**REQUIRED WORK:**
Answer these from the Ohio appeals court opinion:
1. Which court issued the decision being appealed?
2. Who is the plaintiff-appellee?
3. What standard of review does the appellate court apply to a summary judgment motion?

**PROVIDED PASSAGE:**
* * * * * * * * *

Court of Appeals of Ohio, Tenth District, Franklin County
Sep 26, 2000
No. 00AP-35 (Ohio Ct. App. Sep. 26, 2000)

Opinion

No. 00AP-35.

Rendered on September 26, 2000.

APPEAL from the Franklin County Court of Common Pleas.

Luper, Sheriff Neidenthal, and Jeffrey B. Sams, for plaintiff-appellee.

Law Offices of Russell A. Kelm, Russell A. Kelm and Joanne Weber Detrick, for defendants-appellants.

BROWN and McCORMAC, JJ., concur.


DECISION


Defendants-appellants, Russell A. Kelm, an attorney, and his clients, Randy Almond, Kurt Koester, Michael Richardson, Ira Johnson, Brewie Gibson, Gerauld Gismondi, Josephine Gismondi, James Swiggum, William Rectanus, DH-KL Corporation, and David K. Harding (collectively referred to as "Kelm clients") appeal the decision of the Franklin County Court of Common Pleas that resolved cross-motions for summary judgment on a creditor's bill action in favor of plaintiff-appellee, Huntington Center Associates. Appellants also appeal the trial court's grant of summary judgment in appellee's favor on counterclaims filed by the appellants. In their notice of appeal, appellants raise the following two assignments of error:

I. THE TRIAL COURT ERRED IN DENYING DEFENDANTS' MOTION FOR SUMMARY JUDGMENT AGAINST PLAINTIFF AND IN GRANTING PLAINTIFF'S MOTION FOR SUMMARY JUDGMENT.

II. THE TRIAL COURT ERRED IN GRANTING PLAINTIFF'S MOTION FOR SUMMARY JUDGMENT ON DEFENDANTS' COUNTERCLAIMS.

Appellate court review of a summary judgment motion is de novo. Helton v. Scioto Cty. Bd. of Commrs. (1997), 123 Ohio App.3d 158, 162. Pursuant to Civ.R. 56(C), summary judgment may be granted when the moving party demonstrates that: (1) there is no genuine issue of material fact; (2) the moving party is entitled to judgment as a matter of law; and (3) reasonable minds can come to but one conclusion and that conclusion is adverse to the party against whom the motion for summary judgment is made, that party being entitled to have the evidence construed most strongly in its favor. Civ.R. 56(C); State ex rel. Grady v. State Emp. Relations Bd. (1997), 78 Ohio St.3d 181, 183. The moving party bears the initial burden of informing the trial court of the basis for the motion and identifying the portions of the record that establish the absence of a genuine issue of fact on a material element of the non-moving party's claim . Dresher v. Burt (1996), 75 Ohio St.3d 280, 292-293. After the moving party satisfies this initial burden, the non-moving party bears a reciprocal burden to respond by affidavit, or as otherwise provided in Civ.R. 56, and must set forth specific facts showing the existence of a genuine issue for trial. Civ.R. 56(E). If the non-moving party fails to so respond, summary judgment, if appropriate, shall be entered against him. Civ.R. 56(E).

* * * * * * * * *

**RECORD LIST:**

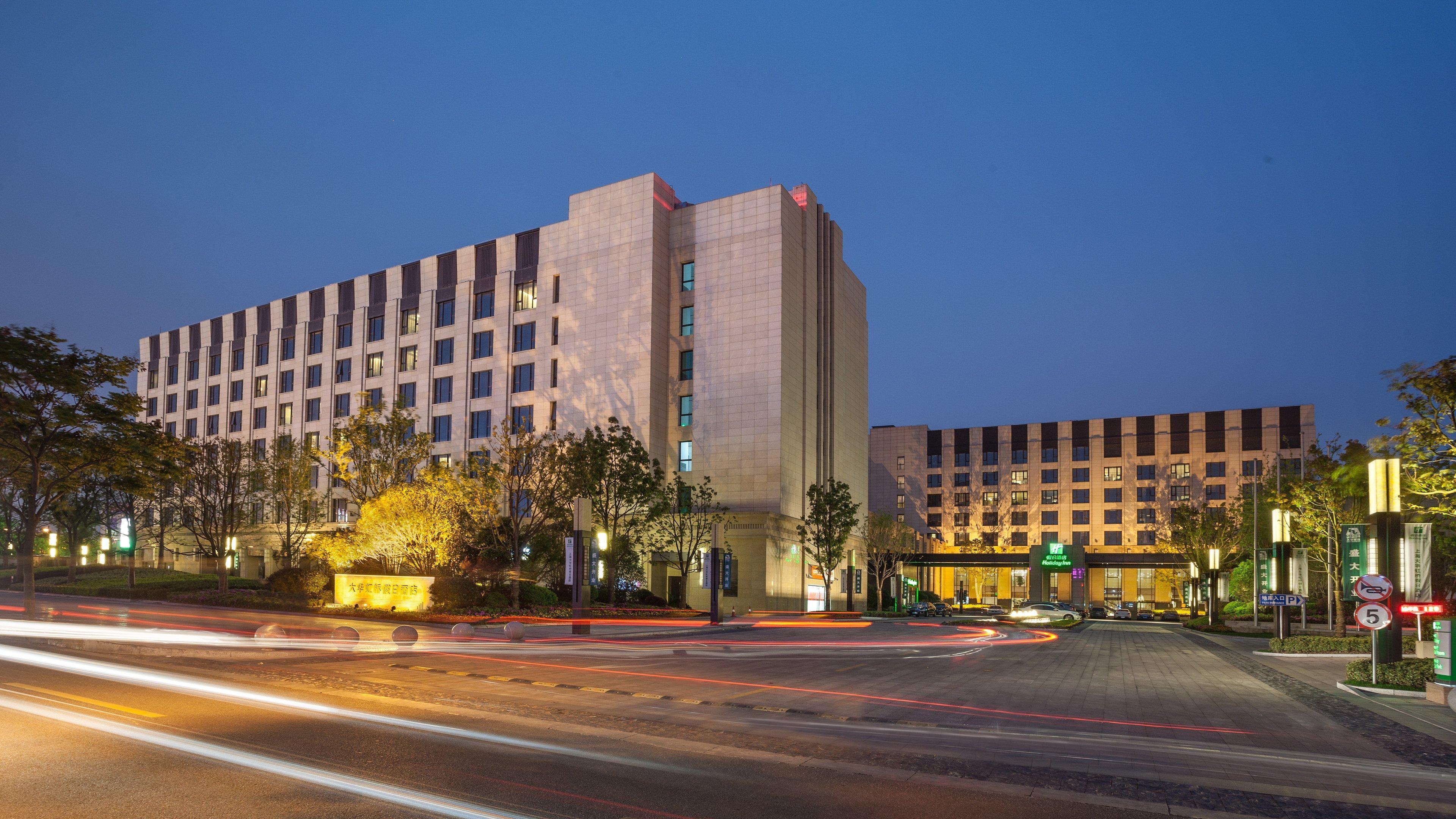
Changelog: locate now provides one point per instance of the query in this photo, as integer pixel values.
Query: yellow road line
(88, 700)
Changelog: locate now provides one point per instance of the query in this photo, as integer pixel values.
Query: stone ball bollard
(405, 636)
(346, 636)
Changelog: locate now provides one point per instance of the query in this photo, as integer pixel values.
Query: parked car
(921, 610)
(1049, 611)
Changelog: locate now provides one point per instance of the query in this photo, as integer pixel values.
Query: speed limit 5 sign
(1374, 617)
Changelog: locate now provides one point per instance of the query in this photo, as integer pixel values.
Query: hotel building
(728, 334)
(1106, 486)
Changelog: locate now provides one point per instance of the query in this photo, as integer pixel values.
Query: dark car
(919, 610)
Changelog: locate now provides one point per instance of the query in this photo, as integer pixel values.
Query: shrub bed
(1407, 674)
(1318, 645)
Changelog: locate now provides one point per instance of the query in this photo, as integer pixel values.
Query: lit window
(526, 295)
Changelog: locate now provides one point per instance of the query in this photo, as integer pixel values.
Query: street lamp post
(1385, 516)
(1213, 586)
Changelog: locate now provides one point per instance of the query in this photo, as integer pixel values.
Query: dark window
(523, 419)
(1213, 432)
(482, 344)
(1253, 430)
(481, 384)
(1111, 438)
(523, 337)
(1289, 428)
(440, 428)
(485, 305)
(523, 378)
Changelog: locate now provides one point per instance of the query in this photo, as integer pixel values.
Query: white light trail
(258, 698)
(344, 783)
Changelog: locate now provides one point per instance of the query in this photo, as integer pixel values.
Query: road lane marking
(86, 700)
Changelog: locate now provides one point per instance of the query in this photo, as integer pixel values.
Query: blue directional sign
(1274, 599)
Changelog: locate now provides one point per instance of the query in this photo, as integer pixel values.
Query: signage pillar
(714, 572)
(579, 553)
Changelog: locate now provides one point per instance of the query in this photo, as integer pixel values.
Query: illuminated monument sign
(1056, 559)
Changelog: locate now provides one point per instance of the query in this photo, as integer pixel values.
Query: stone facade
(1109, 484)
(780, 353)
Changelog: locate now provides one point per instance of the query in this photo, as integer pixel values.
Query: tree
(59, 423)
(1333, 492)
(373, 451)
(624, 484)
(78, 515)
(828, 525)
(416, 527)
(532, 487)
(1194, 530)
(1426, 442)
(220, 483)
(287, 487)
(686, 528)
(887, 541)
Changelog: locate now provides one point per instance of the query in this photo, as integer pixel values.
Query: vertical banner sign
(1353, 547)
(1299, 572)
(1417, 559)
(1265, 568)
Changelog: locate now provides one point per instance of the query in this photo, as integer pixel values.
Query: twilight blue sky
(1061, 210)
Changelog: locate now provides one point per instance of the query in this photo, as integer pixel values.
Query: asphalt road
(1136, 710)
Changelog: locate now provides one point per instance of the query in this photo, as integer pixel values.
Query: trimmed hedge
(1407, 674)
(1318, 645)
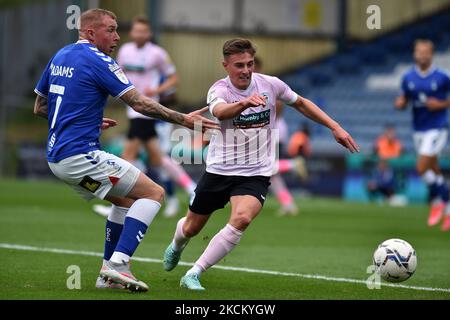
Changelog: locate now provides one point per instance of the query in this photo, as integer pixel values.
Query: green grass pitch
(329, 238)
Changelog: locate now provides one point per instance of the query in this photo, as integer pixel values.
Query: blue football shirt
(76, 83)
(418, 88)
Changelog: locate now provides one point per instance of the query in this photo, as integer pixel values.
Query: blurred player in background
(72, 93)
(388, 146)
(145, 64)
(245, 104)
(426, 88)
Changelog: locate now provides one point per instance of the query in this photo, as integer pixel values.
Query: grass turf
(329, 237)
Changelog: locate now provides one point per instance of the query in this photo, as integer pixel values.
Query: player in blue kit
(425, 87)
(72, 94)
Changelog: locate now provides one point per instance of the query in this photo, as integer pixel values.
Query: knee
(241, 221)
(190, 229)
(157, 193)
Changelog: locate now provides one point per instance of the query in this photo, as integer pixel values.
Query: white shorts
(97, 174)
(431, 142)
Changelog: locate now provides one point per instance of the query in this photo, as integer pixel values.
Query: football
(395, 260)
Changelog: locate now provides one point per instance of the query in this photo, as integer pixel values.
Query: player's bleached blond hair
(424, 41)
(238, 45)
(93, 17)
(141, 19)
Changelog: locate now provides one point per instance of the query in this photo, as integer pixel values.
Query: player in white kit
(241, 156)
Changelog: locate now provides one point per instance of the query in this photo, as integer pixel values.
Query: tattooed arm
(151, 108)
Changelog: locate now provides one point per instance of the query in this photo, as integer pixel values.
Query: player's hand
(253, 101)
(196, 118)
(434, 104)
(108, 123)
(345, 139)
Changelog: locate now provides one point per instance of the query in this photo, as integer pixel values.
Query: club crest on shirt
(121, 76)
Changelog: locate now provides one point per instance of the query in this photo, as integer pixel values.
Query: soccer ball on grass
(395, 260)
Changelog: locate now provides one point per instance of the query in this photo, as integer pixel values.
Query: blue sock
(443, 192)
(169, 187)
(113, 231)
(433, 190)
(133, 232)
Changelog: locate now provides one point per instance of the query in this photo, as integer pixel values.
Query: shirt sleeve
(447, 83)
(404, 87)
(110, 77)
(284, 92)
(216, 95)
(43, 84)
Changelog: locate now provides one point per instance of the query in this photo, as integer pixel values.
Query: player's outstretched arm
(312, 111)
(41, 107)
(151, 108)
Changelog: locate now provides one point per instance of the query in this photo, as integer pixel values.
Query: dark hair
(258, 62)
(238, 45)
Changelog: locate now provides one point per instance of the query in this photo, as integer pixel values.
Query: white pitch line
(249, 270)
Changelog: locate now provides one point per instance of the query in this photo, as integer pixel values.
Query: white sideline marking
(276, 273)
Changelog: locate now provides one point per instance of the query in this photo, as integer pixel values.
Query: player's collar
(425, 74)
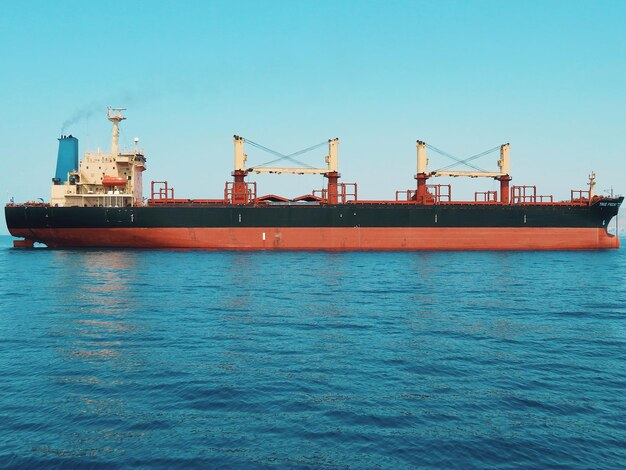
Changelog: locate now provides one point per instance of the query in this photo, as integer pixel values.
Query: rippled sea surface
(312, 360)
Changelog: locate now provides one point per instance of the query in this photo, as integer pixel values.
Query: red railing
(440, 192)
(160, 190)
(486, 196)
(343, 193)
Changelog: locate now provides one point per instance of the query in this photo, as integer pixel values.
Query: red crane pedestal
(333, 185)
(240, 188)
(504, 188)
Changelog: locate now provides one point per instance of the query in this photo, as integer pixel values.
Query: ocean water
(120, 358)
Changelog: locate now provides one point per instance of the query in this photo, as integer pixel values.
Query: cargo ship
(98, 202)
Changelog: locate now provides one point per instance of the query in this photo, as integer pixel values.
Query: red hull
(323, 238)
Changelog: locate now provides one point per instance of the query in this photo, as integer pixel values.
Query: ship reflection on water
(95, 354)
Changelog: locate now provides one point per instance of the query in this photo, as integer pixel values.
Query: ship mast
(115, 116)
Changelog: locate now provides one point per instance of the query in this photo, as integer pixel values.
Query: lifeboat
(114, 181)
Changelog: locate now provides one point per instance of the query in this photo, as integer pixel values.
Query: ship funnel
(67, 158)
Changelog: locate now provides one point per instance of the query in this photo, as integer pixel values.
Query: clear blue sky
(546, 76)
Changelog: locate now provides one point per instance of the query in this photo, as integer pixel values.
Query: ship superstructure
(98, 202)
(100, 179)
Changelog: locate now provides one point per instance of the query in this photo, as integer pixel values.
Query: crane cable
(465, 161)
(285, 157)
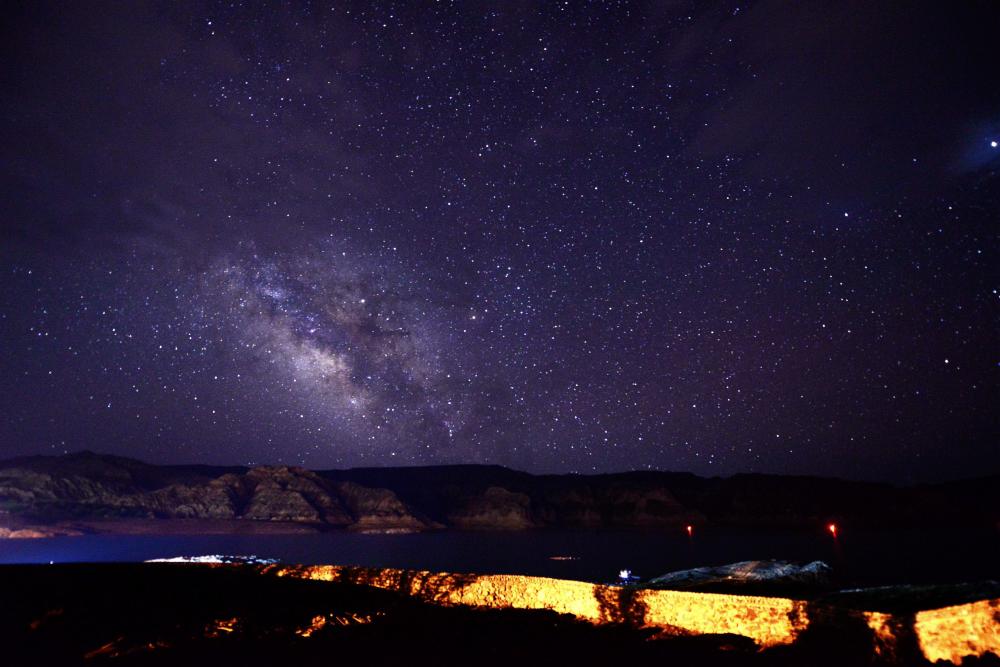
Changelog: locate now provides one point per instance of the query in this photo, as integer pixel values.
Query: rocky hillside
(90, 486)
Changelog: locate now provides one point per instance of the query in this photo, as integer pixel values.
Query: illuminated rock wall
(949, 634)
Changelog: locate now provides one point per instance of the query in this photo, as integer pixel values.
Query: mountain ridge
(87, 485)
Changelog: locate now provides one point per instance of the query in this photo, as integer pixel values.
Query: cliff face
(87, 486)
(109, 489)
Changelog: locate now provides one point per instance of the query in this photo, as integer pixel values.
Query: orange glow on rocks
(950, 634)
(768, 621)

* * * * * * * * *

**RESULT:**
1. The Franklin County Court of Common Pleas
2. Huntington Center Associates
3. De novo